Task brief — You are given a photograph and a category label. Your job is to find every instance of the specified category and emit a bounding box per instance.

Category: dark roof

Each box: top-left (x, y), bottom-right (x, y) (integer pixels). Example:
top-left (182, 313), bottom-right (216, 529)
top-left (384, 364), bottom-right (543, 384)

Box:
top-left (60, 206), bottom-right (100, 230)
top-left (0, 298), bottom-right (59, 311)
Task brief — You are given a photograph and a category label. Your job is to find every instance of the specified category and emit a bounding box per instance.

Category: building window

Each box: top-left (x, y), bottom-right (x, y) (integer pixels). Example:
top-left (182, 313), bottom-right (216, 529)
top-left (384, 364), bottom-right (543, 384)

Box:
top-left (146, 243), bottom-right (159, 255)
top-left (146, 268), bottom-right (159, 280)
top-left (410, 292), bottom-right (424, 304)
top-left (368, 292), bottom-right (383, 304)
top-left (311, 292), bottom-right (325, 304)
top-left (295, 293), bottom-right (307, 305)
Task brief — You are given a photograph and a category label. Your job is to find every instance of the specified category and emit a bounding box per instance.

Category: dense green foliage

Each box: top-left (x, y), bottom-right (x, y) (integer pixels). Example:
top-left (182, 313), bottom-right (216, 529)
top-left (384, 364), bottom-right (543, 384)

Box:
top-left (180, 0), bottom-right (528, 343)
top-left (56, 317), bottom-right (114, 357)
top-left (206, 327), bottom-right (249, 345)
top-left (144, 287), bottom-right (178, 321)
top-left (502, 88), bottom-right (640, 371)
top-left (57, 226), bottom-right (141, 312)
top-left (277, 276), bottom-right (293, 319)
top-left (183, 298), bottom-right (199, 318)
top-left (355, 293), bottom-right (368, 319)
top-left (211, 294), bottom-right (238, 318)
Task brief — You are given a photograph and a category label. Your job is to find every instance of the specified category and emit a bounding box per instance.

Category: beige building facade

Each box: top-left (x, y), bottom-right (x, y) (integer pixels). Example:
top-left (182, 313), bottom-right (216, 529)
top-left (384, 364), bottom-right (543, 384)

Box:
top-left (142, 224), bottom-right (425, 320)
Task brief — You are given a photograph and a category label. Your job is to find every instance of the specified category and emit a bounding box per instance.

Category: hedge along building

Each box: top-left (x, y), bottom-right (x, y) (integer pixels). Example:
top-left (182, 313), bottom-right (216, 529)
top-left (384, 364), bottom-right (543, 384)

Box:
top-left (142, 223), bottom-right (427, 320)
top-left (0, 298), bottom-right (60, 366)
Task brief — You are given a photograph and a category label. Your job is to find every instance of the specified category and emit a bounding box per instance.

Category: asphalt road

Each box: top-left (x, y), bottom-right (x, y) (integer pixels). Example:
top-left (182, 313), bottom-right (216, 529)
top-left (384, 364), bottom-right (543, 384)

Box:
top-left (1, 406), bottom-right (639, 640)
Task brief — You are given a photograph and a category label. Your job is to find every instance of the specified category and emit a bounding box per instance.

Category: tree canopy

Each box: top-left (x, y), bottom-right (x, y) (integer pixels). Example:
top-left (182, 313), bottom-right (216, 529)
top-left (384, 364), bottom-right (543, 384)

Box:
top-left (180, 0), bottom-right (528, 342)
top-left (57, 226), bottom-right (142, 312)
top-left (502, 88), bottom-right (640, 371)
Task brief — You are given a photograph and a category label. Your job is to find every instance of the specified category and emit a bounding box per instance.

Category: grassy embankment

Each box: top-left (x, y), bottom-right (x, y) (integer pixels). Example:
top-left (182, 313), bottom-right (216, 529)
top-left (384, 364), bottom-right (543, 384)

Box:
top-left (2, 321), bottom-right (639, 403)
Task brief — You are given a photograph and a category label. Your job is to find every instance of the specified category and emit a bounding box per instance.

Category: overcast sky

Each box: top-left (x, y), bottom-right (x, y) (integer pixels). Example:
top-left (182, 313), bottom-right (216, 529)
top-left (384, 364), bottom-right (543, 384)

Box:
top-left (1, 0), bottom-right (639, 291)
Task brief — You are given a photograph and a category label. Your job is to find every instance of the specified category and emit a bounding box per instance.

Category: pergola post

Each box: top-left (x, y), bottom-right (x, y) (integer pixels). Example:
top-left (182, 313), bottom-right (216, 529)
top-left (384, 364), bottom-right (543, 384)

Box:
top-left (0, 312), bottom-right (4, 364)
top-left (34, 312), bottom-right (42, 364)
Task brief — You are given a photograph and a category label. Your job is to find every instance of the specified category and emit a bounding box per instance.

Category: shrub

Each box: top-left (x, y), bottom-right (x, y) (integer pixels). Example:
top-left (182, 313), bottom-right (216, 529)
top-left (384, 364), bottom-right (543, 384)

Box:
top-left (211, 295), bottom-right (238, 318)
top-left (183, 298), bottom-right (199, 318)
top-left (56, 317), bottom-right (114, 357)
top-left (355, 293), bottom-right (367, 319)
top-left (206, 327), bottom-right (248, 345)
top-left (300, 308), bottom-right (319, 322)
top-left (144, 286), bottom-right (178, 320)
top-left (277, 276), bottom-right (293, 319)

◇ ◇ ◇ ◇

# Goal of the exercise:
Your answer must be the full set of entries, copied exactly.

# Answer for the task:
Task brief — You are given a photograph and a category label. Your job is to find every instance of the specified category and emit a bounding box per instance.

Category: dark roof

Each box: top-left (x, y), bottom-right (x, y) (integer pixels). Example:
top-left (182, 313), bottom-right (216, 529)
top-left (384, 364), bottom-right (543, 384)

Box:
top-left (60, 206), bottom-right (100, 230)
top-left (0, 298), bottom-right (59, 311)
Task brief — You are given a photograph and a category label. Your job is to find every instance of the specified category and emit a bounding box per instance.

Category: building window

Each box: top-left (x, y), bottom-right (x, y) (integer pixels). Example:
top-left (182, 313), bottom-right (216, 529)
top-left (384, 364), bottom-right (543, 384)

Box:
top-left (146, 243), bottom-right (159, 255)
top-left (146, 268), bottom-right (159, 280)
top-left (410, 292), bottom-right (424, 304)
top-left (368, 292), bottom-right (383, 304)
top-left (311, 292), bottom-right (325, 304)
top-left (295, 293), bottom-right (307, 305)
Task brief — You are given a photograph and a category label. Your job is to find every instance of the specified category and emit a bounding box per instance.

Category: dense green foliage

Each box: top-left (x, y), bottom-right (x, y) (integer pixels). Example:
top-left (182, 313), bottom-right (216, 529)
top-left (384, 364), bottom-right (543, 384)

Box:
top-left (180, 0), bottom-right (528, 343)
top-left (56, 317), bottom-right (114, 357)
top-left (206, 327), bottom-right (249, 345)
top-left (144, 287), bottom-right (178, 321)
top-left (502, 88), bottom-right (640, 371)
top-left (57, 226), bottom-right (141, 312)
top-left (277, 276), bottom-right (293, 319)
top-left (183, 298), bottom-right (199, 318)
top-left (355, 293), bottom-right (368, 319)
top-left (211, 294), bottom-right (238, 318)
Task brief — You are given a photograph and a category label. Your job is to find every instance of the specified category and emit a bounding box per instance.

Category: beige building facade

Each box: top-left (x, y), bottom-right (x, y) (integer pixels). Example:
top-left (182, 313), bottom-right (216, 529)
top-left (384, 364), bottom-right (543, 384)

Box:
top-left (142, 224), bottom-right (425, 320)
Task brief — You are given a photograph and a category label. Your job is to find every instance of the specified category and emit a bounding box per instance.

Category: hedge along building

Each box: top-left (x, y), bottom-right (x, y) (integer pixels). Example:
top-left (182, 313), bottom-right (216, 529)
top-left (384, 364), bottom-right (543, 384)

Box:
top-left (142, 223), bottom-right (427, 320)
top-left (0, 298), bottom-right (60, 366)
Task brief — You are given a photograph and a category label. Your job is to find every instance of the specified category and emit a bounding box per instance.

Category: asphalt road

Each box: top-left (x, y), bottom-right (x, y) (integer pixels). Example:
top-left (182, 313), bottom-right (216, 529)
top-left (384, 364), bottom-right (543, 384)

Box:
top-left (1, 406), bottom-right (639, 640)
Task brief — You are given a photograph and a category label. Your job is to find every instance of the specified category and emit a bounding box per instance.

Category: tree canopy

Each box: top-left (x, y), bottom-right (x, y) (integer pixels). Example:
top-left (182, 313), bottom-right (216, 529)
top-left (384, 364), bottom-right (543, 384)

Box:
top-left (180, 0), bottom-right (528, 342)
top-left (57, 226), bottom-right (142, 312)
top-left (502, 88), bottom-right (640, 371)
Task brief — You are given a photograph and a category label. Your job is to find every instance of the specified category and emit a bounding box per instance.

Category: grassy embankment

Each box: top-left (x, y), bottom-right (x, y) (integer pixels). Example:
top-left (182, 313), bottom-right (216, 529)
top-left (384, 364), bottom-right (543, 384)

Box:
top-left (2, 321), bottom-right (639, 403)
Task brief — You are given a photograph and a category label. Your job is to find every instance of the specified category and emit a bounding box per instance.

Category: overcast sky

Each box: top-left (x, y), bottom-right (x, y) (integer pixels). Example:
top-left (182, 313), bottom-right (216, 529)
top-left (384, 364), bottom-right (543, 384)

Box:
top-left (1, 0), bottom-right (639, 291)
Task brief — You are given a photograph and a category label. Your job is to find every instance of the specified category and emit a bounding box per instance.

Category: pergola post

Each box: top-left (x, y), bottom-right (x, y) (integer pixels). Example:
top-left (182, 313), bottom-right (216, 529)
top-left (384, 364), bottom-right (543, 384)

Box:
top-left (0, 312), bottom-right (4, 364)
top-left (34, 312), bottom-right (42, 364)
Task brief — You are given a photograph and a category label. Your job is to find every instance of the specified category and emit a bounding box per instance.

Category: shrub

Each box: top-left (x, y), bottom-right (x, y) (integer pixels). Example:
top-left (182, 313), bottom-right (216, 529)
top-left (384, 364), bottom-right (543, 384)

Box:
top-left (211, 295), bottom-right (238, 318)
top-left (183, 298), bottom-right (199, 318)
top-left (56, 317), bottom-right (114, 357)
top-left (355, 293), bottom-right (367, 319)
top-left (206, 327), bottom-right (248, 345)
top-left (300, 308), bottom-right (319, 322)
top-left (144, 286), bottom-right (178, 320)
top-left (277, 276), bottom-right (293, 319)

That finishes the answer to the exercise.